[Location annotation dataset excerpts]
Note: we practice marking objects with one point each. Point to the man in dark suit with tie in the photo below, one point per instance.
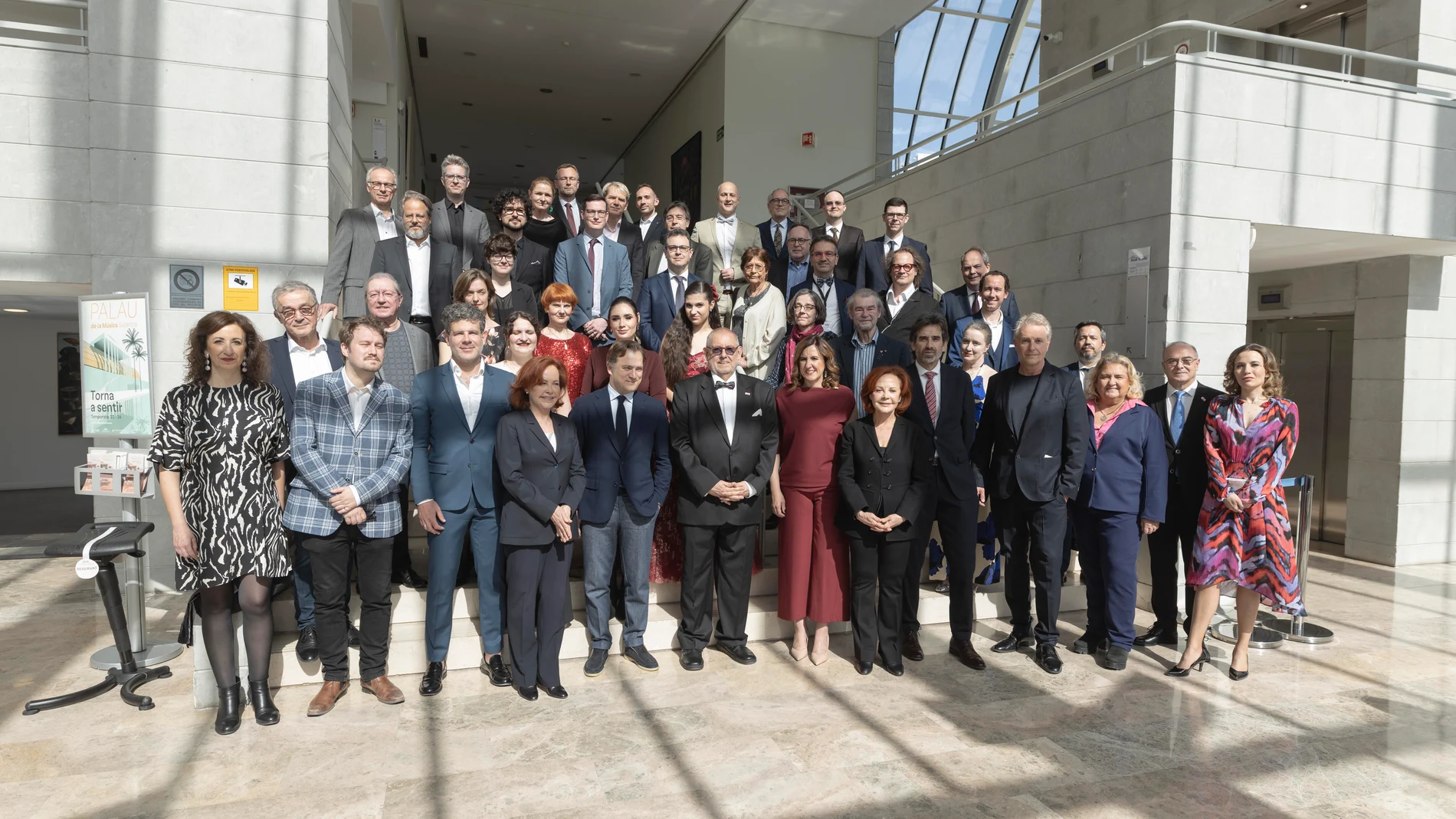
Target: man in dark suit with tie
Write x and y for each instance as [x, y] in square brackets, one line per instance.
[775, 231]
[831, 290]
[533, 265]
[943, 402]
[297, 355]
[425, 270]
[849, 239]
[456, 409]
[629, 469]
[1030, 451]
[996, 312]
[663, 294]
[1182, 405]
[874, 262]
[867, 348]
[596, 268]
[726, 435]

• [STATED GOAL]
Lay out the records above as a two-column CSV headed text and answer, one row per record. Put each record's wording and its answer in a single quoted field with line breaks changed to spaces, and leave out the pictures.

• [RESPONSE TO THIS EXERCISE]
text,answer
"Note: we practice marking objects with one point each. Point to the man in dark suit with tie in the photo below, one point per instance. Target: man in dark suit with tie Write x and y for each instance as [x, y] in square brackets, one line per instance.","[775, 231] [831, 290] [533, 265] [943, 402] [297, 355] [425, 270] [849, 239] [456, 409] [629, 469] [1030, 451] [996, 312] [663, 294] [1182, 405] [874, 262] [867, 348] [596, 268] [726, 435]"